---------- RECORDS PROVIDED ----------

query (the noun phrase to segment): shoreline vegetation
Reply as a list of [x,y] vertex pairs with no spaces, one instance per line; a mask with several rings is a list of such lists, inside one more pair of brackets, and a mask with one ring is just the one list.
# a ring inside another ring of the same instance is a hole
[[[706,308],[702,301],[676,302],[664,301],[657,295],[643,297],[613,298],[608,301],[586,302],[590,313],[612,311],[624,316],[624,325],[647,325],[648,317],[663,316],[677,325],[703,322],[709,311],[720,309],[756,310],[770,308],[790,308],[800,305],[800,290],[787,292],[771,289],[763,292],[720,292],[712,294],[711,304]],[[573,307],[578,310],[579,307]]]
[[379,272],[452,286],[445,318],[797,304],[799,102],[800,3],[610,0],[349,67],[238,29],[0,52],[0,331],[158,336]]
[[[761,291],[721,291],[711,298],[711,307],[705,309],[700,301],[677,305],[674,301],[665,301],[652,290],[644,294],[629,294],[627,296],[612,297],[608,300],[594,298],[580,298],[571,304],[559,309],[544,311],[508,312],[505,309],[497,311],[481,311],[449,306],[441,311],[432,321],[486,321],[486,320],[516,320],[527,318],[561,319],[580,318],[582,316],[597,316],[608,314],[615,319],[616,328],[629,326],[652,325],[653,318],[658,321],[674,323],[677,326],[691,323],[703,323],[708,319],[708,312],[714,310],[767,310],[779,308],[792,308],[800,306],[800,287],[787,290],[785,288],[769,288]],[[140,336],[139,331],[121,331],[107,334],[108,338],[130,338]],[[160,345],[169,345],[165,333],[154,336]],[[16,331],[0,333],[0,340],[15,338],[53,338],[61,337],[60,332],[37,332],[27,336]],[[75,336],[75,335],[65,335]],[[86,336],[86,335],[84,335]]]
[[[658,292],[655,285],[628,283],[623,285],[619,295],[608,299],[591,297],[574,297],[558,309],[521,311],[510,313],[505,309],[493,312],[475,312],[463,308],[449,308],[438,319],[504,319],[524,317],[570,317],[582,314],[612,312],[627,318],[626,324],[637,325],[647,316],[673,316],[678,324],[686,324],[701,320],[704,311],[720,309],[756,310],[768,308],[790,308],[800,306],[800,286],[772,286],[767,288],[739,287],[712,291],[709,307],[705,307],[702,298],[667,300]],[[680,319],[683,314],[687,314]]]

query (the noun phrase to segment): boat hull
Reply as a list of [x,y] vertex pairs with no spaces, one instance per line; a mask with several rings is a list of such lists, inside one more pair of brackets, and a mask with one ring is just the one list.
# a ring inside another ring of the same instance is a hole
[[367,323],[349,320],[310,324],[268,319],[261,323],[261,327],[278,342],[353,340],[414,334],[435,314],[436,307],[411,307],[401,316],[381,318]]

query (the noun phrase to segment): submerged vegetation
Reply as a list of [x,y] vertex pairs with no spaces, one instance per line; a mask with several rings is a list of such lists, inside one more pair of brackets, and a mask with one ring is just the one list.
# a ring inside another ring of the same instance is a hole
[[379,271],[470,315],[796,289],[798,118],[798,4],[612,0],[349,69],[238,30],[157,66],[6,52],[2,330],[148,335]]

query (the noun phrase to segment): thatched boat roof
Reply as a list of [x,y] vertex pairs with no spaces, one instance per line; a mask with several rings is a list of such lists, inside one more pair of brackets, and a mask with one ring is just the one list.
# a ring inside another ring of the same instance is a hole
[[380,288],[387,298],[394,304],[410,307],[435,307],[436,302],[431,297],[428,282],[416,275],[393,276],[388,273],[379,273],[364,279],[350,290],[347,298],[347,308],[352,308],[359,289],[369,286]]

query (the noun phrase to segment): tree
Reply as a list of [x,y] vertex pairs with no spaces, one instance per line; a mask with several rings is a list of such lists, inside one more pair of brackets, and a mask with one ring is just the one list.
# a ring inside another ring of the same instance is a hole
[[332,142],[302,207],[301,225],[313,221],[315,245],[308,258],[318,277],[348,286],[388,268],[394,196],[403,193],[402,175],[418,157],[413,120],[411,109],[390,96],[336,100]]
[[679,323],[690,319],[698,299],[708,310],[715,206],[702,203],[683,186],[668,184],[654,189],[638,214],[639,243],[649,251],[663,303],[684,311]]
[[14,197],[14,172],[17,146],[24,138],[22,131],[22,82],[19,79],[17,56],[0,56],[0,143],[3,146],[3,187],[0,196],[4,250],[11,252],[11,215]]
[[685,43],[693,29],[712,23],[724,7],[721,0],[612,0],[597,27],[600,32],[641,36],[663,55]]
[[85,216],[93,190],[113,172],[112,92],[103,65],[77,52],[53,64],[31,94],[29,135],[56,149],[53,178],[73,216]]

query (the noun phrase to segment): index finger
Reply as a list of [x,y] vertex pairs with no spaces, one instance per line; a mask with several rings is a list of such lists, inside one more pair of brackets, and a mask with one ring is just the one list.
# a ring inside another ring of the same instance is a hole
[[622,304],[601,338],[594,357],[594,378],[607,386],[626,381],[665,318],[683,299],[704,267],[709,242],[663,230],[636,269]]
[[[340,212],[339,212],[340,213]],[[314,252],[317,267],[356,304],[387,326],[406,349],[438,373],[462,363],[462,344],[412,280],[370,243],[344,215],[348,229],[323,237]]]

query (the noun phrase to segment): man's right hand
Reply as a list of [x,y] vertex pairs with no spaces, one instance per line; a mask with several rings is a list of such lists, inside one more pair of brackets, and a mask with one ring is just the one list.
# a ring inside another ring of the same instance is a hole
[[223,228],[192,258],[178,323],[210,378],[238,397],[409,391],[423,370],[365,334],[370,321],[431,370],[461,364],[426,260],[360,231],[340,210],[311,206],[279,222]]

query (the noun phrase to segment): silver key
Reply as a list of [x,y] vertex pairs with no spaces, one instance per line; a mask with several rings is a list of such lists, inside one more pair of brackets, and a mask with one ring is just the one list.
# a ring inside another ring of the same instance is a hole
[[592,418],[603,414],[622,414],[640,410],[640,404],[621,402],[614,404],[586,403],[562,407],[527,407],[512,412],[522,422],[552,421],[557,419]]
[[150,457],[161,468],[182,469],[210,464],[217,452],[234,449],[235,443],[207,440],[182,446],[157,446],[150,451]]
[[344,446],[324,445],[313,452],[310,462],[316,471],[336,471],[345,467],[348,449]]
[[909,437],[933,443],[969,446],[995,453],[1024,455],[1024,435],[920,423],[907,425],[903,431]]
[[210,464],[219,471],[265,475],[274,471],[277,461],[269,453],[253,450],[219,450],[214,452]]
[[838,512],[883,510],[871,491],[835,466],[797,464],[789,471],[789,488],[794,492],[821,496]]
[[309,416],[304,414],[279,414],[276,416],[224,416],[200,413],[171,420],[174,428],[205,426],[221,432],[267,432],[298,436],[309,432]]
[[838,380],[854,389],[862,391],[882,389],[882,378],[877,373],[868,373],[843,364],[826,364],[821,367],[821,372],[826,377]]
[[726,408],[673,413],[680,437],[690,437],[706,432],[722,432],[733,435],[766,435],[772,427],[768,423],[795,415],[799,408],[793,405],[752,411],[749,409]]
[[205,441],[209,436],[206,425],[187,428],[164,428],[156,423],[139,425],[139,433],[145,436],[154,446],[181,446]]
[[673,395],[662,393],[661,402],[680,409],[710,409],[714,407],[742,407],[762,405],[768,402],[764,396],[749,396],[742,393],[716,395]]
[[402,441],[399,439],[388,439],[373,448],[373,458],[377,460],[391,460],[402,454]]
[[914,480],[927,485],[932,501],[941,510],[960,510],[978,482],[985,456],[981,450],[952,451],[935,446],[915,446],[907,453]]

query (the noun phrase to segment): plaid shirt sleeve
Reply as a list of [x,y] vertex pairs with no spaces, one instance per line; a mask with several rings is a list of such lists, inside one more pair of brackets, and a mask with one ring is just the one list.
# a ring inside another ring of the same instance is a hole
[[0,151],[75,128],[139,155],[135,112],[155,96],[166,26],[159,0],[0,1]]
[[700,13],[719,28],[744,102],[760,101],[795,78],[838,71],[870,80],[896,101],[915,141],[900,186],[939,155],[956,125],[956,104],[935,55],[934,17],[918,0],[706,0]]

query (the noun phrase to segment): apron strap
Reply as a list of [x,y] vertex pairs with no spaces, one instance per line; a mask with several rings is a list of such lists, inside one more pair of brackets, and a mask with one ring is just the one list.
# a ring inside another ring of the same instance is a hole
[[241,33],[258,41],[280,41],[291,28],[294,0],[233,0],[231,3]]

----------

Find the word "noun" in the entries. Copy each line that holds it.

→ **TASK RESULT**:
query (the noun phrase to segment): shoreline vegetation
query (the noun phrase to segment): boat hull
query (the noun phrase to segment): submerged vegetation
query (the noun phrase to segment): thatched boat roof
query (the noun phrase to segment): tree
query (the noun phrase to segment): index finger
query (the noun phrase to segment): man's right hand
query (the noun phrase to segment): silver key
query (the noun phrase to segment): plaid shirt sleeve
query (the noun phrase to segment): apron strap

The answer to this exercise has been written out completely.